_Stated goal_
Gather every line from the items below that contains the word "overcast", and copy each of those lines in full. Case counts.

_Dataset extract_
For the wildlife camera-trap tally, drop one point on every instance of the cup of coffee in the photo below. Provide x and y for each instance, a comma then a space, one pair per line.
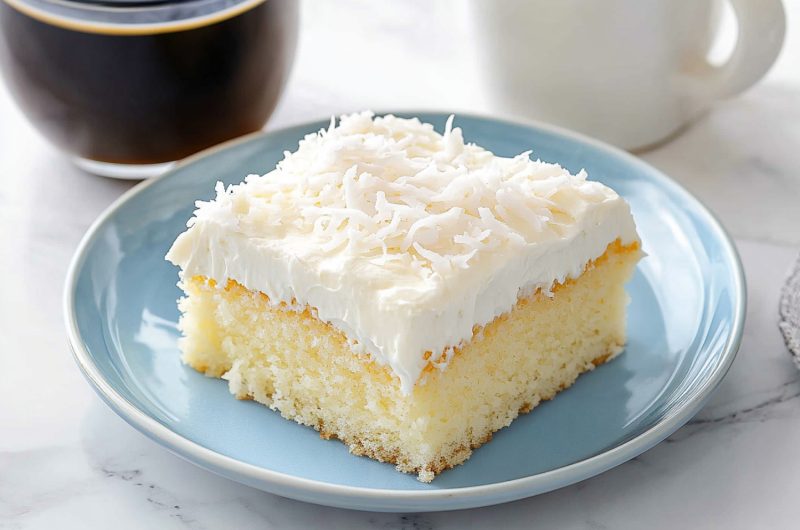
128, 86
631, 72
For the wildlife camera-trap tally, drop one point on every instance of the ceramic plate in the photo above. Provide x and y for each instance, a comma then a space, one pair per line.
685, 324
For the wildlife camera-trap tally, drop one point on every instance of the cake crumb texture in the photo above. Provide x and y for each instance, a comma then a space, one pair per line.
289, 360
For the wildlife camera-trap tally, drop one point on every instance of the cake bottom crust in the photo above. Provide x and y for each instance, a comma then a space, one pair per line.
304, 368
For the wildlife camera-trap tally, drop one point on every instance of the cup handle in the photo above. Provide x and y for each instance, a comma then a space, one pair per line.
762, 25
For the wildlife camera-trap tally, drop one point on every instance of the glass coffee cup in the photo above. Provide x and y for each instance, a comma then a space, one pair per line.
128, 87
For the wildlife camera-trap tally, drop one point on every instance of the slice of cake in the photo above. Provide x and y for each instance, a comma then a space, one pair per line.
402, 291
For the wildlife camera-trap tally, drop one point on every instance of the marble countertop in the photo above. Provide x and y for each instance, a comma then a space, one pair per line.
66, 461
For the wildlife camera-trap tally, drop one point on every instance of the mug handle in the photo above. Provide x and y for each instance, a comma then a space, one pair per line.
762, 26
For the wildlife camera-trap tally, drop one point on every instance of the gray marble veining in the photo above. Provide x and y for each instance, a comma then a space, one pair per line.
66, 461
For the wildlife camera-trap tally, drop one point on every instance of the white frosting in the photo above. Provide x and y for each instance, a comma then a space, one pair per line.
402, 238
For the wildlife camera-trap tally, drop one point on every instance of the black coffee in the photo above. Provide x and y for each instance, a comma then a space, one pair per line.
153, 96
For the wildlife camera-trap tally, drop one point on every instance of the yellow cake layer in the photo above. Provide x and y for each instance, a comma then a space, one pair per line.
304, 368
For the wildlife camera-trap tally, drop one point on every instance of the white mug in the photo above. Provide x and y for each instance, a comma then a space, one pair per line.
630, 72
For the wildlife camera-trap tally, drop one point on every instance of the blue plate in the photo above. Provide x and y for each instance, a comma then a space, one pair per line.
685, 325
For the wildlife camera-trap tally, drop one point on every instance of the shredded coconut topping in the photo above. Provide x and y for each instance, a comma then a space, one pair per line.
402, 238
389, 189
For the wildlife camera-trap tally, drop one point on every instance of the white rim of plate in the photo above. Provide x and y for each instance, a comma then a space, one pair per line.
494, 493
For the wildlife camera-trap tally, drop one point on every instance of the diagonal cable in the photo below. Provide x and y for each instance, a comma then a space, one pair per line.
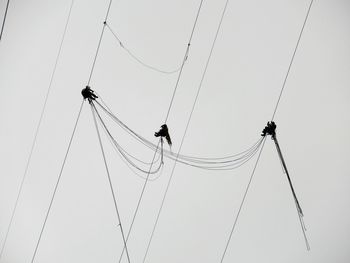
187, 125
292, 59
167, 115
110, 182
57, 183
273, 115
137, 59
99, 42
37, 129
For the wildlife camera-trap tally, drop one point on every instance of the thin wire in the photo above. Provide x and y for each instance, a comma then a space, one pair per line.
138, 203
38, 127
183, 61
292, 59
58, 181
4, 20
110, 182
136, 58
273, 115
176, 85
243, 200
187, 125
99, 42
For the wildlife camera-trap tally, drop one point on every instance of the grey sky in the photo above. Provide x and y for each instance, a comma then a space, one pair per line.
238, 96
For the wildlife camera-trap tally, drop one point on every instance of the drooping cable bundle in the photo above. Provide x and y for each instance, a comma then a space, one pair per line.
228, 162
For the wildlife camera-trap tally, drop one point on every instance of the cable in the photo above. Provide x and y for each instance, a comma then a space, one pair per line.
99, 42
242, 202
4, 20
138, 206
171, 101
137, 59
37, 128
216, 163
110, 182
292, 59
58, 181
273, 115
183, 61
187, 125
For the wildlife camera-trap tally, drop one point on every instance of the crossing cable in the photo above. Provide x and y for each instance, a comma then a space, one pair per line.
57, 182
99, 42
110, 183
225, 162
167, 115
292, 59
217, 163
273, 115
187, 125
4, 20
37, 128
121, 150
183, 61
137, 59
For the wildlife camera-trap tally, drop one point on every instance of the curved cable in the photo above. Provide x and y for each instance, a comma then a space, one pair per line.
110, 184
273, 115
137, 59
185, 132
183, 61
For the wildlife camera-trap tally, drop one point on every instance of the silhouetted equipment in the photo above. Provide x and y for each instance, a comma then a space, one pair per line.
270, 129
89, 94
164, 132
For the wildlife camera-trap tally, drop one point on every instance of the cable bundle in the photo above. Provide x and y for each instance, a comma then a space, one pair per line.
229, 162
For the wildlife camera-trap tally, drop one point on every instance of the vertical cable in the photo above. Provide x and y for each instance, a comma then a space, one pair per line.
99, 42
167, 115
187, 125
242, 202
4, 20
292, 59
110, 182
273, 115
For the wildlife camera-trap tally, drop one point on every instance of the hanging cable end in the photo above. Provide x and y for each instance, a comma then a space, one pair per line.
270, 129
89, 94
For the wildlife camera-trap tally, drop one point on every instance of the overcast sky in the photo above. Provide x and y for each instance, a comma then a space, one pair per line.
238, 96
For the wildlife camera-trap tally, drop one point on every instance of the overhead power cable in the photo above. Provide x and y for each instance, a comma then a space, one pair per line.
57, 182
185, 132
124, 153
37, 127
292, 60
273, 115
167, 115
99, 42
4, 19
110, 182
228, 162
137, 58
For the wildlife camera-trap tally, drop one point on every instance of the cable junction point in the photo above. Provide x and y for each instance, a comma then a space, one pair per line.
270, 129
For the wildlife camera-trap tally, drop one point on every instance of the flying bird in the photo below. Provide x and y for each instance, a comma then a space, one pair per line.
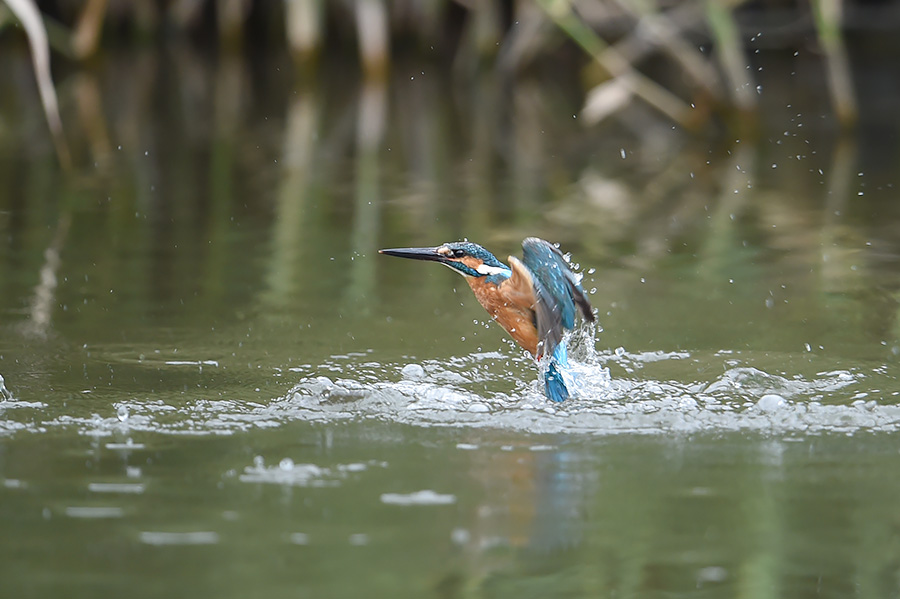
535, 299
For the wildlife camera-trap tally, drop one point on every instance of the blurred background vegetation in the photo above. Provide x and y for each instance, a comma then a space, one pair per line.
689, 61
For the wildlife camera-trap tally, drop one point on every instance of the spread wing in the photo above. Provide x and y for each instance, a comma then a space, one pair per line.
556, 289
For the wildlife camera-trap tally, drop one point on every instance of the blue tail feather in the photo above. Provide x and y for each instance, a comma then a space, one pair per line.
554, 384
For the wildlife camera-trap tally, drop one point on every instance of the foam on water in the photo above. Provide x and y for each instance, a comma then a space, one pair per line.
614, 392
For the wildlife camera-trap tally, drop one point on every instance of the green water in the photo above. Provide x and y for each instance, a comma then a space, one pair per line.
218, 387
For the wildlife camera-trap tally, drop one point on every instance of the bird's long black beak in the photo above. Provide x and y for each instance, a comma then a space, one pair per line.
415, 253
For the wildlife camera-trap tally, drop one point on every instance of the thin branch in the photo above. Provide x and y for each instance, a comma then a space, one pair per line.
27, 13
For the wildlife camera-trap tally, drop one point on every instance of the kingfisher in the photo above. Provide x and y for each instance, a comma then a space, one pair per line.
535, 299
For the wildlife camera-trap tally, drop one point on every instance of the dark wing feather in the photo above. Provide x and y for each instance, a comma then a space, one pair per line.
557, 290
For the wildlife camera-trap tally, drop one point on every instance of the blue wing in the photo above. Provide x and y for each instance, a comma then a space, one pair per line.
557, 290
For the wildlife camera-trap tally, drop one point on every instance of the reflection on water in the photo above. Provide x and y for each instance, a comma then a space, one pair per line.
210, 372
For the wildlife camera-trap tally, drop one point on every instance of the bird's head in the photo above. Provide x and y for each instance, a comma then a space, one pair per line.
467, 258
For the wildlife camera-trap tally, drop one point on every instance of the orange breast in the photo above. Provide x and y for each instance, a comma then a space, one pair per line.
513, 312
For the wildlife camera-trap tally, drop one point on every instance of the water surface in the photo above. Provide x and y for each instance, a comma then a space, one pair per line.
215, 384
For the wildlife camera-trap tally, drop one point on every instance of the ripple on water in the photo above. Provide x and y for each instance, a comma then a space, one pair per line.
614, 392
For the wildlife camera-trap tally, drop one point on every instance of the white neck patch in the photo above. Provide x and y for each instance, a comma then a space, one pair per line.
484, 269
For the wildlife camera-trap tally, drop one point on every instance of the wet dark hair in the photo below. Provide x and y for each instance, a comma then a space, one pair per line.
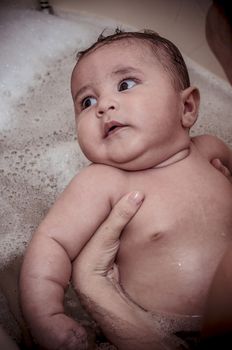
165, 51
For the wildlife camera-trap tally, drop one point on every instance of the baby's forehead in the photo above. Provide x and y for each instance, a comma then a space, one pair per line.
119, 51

---

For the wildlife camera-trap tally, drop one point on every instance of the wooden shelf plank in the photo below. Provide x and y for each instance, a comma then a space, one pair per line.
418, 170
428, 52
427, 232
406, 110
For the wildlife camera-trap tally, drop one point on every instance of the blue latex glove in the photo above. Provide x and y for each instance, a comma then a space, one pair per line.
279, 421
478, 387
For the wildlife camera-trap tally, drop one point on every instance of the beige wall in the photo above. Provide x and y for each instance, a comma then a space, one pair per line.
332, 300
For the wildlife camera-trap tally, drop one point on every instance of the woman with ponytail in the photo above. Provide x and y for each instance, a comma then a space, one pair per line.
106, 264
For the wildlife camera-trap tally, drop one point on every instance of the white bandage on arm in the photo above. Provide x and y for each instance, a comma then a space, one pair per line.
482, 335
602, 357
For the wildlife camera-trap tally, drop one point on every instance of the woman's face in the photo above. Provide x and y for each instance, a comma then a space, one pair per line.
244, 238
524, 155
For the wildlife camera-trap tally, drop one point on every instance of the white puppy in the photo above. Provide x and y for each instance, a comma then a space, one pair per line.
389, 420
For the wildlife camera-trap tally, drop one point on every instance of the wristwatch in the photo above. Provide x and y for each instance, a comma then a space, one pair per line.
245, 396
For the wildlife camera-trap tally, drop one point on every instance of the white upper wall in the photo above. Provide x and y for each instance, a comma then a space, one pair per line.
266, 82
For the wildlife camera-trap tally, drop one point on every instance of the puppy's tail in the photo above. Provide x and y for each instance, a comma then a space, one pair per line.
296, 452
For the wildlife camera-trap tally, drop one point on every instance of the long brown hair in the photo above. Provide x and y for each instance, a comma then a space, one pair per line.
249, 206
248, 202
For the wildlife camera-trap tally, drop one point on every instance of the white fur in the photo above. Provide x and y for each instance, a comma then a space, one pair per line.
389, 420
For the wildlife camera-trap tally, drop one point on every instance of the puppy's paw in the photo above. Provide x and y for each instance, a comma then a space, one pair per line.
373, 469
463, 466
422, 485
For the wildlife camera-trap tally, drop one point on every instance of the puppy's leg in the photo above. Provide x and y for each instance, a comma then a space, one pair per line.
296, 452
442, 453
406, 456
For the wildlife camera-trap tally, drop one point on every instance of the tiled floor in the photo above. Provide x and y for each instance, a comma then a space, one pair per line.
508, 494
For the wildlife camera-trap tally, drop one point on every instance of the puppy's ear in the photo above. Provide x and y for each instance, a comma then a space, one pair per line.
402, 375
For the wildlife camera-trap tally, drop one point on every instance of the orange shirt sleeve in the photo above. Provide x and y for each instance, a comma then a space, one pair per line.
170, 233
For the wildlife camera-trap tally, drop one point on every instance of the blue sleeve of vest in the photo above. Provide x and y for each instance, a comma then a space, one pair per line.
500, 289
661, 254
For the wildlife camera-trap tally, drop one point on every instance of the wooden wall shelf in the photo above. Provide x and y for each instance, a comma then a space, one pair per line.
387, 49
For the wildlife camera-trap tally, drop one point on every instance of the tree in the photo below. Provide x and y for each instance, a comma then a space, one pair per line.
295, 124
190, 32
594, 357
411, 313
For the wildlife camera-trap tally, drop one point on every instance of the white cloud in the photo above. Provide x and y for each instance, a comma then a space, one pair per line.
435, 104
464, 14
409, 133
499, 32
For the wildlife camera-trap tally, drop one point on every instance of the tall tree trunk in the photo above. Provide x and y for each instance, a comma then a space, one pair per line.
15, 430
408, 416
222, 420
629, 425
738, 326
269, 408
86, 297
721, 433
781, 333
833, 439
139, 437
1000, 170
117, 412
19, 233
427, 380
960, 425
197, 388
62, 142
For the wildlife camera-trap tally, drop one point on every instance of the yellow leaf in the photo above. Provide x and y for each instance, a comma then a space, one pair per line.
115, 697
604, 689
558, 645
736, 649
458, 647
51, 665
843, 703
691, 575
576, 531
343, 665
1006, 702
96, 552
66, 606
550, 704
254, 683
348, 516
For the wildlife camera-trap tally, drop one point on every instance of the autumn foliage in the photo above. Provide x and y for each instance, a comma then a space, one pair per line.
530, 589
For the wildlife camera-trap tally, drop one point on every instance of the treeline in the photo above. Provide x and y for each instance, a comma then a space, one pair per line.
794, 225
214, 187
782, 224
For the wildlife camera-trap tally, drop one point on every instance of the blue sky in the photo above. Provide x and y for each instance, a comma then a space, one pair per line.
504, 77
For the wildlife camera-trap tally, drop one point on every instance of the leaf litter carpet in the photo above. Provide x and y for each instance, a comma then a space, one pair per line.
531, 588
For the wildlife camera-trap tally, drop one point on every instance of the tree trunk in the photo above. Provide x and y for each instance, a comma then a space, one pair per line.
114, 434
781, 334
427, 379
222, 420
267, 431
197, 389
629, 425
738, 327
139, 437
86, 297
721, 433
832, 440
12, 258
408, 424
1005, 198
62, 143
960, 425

_The solution_
For the wildlife camera-trap tally, drop one point on every instance of the overcast sky in the photo above. Provide x and y for each instance, a comma then a space, one pair per line.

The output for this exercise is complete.